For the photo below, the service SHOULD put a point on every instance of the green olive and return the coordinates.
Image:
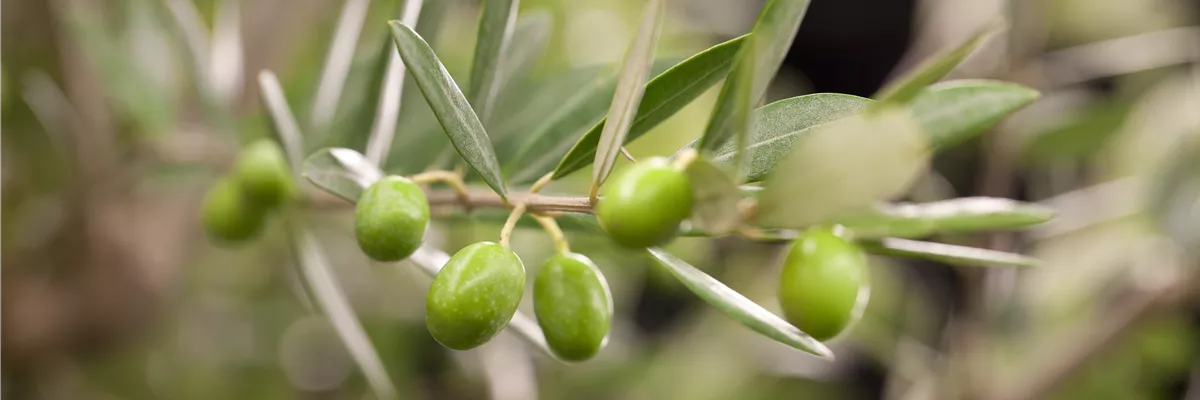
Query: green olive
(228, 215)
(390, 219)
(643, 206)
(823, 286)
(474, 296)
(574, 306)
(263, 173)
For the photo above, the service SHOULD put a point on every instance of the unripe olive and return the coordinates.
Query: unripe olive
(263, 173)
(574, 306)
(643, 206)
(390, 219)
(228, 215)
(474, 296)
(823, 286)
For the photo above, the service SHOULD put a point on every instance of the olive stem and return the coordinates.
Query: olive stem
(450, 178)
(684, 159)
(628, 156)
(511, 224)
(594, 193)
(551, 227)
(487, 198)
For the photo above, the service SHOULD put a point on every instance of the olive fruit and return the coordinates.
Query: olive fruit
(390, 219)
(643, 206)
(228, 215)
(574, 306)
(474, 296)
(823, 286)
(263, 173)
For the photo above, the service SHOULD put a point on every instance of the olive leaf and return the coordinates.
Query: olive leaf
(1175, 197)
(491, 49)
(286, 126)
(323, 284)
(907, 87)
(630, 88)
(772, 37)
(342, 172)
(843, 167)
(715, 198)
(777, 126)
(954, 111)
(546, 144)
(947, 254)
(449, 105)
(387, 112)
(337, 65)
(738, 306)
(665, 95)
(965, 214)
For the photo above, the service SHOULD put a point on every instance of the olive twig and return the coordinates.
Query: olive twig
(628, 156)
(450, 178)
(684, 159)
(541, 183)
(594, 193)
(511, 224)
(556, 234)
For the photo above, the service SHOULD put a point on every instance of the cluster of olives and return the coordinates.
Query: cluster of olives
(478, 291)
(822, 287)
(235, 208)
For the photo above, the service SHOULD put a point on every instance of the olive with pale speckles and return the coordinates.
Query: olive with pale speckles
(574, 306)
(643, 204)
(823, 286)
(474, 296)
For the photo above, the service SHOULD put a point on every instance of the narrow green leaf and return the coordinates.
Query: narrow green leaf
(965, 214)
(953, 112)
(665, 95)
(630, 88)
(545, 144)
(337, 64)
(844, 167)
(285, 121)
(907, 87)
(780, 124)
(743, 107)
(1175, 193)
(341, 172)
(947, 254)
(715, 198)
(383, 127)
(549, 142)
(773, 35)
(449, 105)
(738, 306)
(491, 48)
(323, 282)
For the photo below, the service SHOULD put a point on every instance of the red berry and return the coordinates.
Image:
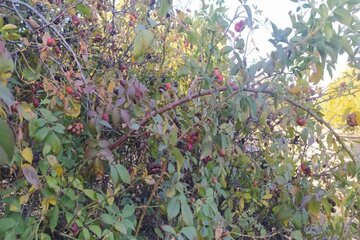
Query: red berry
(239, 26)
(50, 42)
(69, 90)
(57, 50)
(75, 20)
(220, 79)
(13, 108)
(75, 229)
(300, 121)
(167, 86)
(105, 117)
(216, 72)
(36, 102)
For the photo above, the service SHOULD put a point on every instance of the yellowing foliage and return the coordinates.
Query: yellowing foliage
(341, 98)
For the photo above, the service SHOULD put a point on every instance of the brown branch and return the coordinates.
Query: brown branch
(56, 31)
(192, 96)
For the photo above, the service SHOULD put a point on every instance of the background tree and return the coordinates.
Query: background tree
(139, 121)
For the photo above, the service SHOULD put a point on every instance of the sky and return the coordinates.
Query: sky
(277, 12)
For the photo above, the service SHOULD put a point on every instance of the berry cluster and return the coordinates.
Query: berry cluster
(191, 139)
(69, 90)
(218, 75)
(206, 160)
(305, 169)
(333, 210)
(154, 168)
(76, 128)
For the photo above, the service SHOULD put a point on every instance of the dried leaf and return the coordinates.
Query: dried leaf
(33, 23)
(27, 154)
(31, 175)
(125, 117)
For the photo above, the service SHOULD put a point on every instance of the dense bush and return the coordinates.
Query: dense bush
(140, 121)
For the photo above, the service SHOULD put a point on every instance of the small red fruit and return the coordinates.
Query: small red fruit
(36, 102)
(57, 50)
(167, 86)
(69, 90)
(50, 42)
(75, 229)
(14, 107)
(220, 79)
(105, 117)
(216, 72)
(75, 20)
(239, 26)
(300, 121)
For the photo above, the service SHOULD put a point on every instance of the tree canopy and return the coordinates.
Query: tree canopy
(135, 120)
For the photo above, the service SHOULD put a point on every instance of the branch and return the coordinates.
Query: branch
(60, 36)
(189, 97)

+===+

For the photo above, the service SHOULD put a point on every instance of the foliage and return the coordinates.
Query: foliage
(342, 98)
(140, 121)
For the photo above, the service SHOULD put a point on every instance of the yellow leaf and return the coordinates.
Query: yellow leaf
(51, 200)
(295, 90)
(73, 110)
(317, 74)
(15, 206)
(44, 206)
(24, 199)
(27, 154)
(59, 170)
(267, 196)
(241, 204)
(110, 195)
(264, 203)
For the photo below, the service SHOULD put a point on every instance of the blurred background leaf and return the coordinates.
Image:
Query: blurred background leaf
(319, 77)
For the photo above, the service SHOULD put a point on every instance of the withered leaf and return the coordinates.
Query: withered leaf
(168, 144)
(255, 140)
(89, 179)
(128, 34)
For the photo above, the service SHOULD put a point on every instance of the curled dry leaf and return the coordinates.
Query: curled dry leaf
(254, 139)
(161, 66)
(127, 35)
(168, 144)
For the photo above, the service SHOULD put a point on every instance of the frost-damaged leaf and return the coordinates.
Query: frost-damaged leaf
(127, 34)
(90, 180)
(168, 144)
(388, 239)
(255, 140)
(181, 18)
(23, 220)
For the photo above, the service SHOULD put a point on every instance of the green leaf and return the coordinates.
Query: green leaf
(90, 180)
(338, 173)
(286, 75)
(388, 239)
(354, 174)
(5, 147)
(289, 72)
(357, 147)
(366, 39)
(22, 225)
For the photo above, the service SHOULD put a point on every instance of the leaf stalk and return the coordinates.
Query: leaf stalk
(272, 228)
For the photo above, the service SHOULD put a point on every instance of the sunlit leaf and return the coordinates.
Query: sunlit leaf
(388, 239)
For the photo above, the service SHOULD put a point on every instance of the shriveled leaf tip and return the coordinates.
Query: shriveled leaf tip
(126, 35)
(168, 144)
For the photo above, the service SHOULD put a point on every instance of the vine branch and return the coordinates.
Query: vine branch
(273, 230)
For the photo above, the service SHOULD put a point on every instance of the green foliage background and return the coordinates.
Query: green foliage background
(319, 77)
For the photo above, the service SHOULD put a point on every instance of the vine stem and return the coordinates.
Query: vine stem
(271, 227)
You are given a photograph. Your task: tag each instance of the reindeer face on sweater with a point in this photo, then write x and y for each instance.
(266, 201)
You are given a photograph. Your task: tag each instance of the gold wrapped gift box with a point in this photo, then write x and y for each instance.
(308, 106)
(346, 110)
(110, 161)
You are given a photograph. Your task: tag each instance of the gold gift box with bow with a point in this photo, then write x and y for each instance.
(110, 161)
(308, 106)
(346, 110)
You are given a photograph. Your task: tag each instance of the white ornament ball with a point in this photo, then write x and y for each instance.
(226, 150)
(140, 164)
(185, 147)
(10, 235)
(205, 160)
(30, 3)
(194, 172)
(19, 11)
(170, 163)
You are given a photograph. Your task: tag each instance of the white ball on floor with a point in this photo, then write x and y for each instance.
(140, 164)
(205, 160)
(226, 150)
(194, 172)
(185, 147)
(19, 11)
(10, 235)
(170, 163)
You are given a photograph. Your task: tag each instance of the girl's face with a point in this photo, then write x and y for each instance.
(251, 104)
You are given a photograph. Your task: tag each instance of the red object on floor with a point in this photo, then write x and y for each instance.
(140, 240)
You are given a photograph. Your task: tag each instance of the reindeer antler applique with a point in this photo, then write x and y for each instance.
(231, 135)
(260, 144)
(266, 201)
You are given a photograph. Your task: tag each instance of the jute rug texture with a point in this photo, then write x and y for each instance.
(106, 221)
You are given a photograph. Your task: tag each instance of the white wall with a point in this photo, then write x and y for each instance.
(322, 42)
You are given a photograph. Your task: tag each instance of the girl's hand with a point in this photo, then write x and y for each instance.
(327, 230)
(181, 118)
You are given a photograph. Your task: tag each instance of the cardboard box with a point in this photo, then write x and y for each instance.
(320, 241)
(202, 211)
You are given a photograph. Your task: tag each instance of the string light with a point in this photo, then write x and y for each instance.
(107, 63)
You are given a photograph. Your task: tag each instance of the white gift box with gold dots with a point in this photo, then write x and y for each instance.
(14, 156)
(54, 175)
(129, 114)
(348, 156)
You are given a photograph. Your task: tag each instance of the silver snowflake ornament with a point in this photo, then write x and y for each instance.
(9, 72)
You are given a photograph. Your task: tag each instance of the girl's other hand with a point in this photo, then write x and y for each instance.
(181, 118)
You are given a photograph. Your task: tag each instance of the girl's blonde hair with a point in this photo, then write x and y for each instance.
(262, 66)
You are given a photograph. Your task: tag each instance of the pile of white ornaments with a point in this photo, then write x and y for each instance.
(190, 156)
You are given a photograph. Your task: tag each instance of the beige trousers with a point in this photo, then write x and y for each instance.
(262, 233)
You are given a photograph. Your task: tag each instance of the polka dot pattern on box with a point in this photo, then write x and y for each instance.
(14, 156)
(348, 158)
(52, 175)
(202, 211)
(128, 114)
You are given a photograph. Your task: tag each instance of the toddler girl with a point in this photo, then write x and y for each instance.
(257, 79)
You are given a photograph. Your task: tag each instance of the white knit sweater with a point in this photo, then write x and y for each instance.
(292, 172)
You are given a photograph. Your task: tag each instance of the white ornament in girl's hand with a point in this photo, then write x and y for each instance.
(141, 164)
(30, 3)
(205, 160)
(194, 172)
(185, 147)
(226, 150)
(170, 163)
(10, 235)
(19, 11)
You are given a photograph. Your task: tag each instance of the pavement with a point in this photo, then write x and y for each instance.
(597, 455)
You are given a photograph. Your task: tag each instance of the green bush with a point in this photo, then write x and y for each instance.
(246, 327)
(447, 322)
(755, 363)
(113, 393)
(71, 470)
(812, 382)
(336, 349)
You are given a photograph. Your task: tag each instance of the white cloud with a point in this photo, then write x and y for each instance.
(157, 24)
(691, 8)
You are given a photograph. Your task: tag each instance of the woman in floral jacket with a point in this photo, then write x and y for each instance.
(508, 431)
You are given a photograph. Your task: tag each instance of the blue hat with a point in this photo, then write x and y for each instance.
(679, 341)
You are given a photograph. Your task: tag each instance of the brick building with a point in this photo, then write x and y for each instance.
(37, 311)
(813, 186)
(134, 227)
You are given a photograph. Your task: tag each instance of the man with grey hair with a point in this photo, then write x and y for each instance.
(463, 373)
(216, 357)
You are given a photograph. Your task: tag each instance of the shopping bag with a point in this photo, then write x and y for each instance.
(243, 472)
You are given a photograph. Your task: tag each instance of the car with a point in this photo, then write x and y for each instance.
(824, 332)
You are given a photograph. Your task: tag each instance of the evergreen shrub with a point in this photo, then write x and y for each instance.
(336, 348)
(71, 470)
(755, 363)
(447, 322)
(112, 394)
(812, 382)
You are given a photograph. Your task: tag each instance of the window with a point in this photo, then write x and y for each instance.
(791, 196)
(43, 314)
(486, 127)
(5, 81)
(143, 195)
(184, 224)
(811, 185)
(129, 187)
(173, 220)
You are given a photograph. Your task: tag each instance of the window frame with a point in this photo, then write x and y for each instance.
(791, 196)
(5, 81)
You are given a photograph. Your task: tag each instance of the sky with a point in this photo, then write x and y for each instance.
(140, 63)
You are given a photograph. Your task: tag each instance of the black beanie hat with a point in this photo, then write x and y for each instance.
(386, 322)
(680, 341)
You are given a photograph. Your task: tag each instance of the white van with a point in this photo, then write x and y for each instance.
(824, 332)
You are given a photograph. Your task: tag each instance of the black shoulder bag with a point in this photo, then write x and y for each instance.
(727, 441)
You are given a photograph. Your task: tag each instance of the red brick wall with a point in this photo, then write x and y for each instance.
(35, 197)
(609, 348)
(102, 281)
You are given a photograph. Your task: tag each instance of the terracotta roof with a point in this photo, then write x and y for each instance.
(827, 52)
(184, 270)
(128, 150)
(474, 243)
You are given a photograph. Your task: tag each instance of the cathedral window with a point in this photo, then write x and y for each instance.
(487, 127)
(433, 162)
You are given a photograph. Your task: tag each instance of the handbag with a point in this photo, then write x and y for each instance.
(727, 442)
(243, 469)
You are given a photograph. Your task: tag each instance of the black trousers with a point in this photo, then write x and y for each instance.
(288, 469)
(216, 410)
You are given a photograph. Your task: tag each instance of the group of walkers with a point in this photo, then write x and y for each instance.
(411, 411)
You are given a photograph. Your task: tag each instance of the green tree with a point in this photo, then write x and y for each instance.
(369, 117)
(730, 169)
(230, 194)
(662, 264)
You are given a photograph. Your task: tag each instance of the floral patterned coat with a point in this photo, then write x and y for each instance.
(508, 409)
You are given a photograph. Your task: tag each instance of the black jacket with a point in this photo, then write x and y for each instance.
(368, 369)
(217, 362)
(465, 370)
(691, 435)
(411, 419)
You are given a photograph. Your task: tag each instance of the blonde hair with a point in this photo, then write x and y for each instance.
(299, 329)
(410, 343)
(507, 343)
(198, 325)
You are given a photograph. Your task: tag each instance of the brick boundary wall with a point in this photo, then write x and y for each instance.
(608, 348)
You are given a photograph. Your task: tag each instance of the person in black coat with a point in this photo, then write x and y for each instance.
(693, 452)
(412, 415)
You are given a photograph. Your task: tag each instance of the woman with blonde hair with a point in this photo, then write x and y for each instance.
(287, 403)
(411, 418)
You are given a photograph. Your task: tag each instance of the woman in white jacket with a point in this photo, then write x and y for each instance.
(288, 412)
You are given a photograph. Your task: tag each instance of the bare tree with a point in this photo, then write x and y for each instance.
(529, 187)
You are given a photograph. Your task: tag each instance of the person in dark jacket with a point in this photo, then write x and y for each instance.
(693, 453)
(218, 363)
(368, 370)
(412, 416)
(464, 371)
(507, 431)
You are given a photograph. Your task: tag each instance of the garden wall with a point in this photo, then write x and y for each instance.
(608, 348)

+===+

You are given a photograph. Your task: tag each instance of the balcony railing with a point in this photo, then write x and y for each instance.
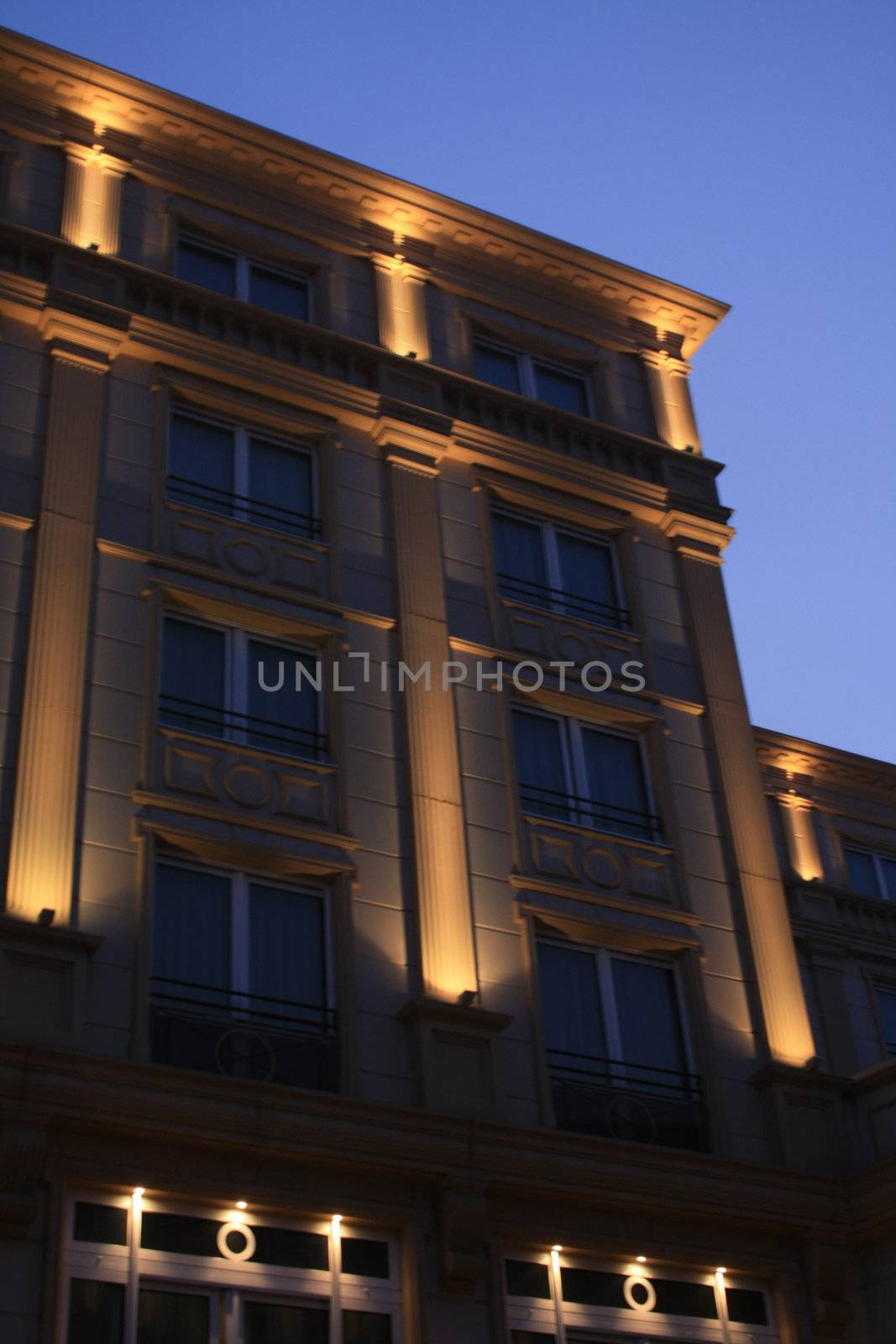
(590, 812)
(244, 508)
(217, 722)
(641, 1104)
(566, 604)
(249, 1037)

+===+

#### What to produce:
Look above for the line with "green olive and return the coordinates." and the line with "berry and return the coordinates.". Give again exactly those two lines and all lines between them, pictures excluded.

#### Solution to this exercise:
For the photo below, the service SHOULD put a point on every instance of the green olive and return the coordinates.
Image:
Query: green olive
(228, 215)
(390, 219)
(643, 206)
(823, 286)
(474, 296)
(574, 306)
(263, 173)
For the photo above, the service SHOULD put a point on every instance of the unripe olive and return the coordinates.
Query: unripe olive
(263, 173)
(574, 306)
(643, 206)
(390, 219)
(228, 215)
(474, 296)
(823, 286)
For the photo above, the service SHOULD put a point on every instance of the olive stem and return the coordinates.
Query: olive stem
(450, 178)
(684, 159)
(628, 156)
(511, 224)
(594, 193)
(551, 227)
(487, 198)
For the photo above, the service SHOULD put a point on every instance of the olive fruit and return the coordinates.
Query: olive fruit
(390, 219)
(643, 206)
(228, 215)
(574, 306)
(474, 296)
(823, 286)
(263, 173)
For the photo above, the service SHOULD put a point on every instance of the olive leaf and return the coordinates.
Query: olive leaf
(1175, 197)
(491, 49)
(286, 126)
(323, 284)
(907, 87)
(630, 88)
(772, 37)
(342, 172)
(843, 167)
(715, 198)
(777, 126)
(954, 111)
(546, 144)
(947, 254)
(449, 105)
(387, 112)
(337, 65)
(738, 306)
(665, 95)
(965, 214)
For the photo above, the service SHOULD put a point on every instance of the olive twig and return the coordinates.
Query: olive twig
(628, 156)
(450, 178)
(684, 159)
(541, 183)
(594, 193)
(511, 224)
(556, 234)
For the photo above, the service SHOULD put a point on every instance of the cluster of olives and return the coordinates.
Query: cluster of olives
(478, 291)
(822, 287)
(235, 208)
For the photo above, the service SHOULD put a point on every instance of the olive with pale speckles and return the coordinates.
Query: olive with pale speckles
(574, 306)
(643, 204)
(823, 286)
(474, 296)
For the photo above, the service SHOULD put a point on every instance of the narrow green leaf and return the coordinates.
Query: narrow green leaf
(965, 214)
(953, 112)
(665, 95)
(630, 88)
(545, 144)
(337, 64)
(844, 167)
(285, 121)
(907, 87)
(780, 124)
(743, 107)
(1175, 193)
(341, 172)
(947, 254)
(715, 198)
(383, 127)
(549, 142)
(773, 35)
(449, 105)
(738, 306)
(491, 48)
(323, 282)
For the photo below, the service SHOULD put a point on every instance of the red berry and return the coordinates.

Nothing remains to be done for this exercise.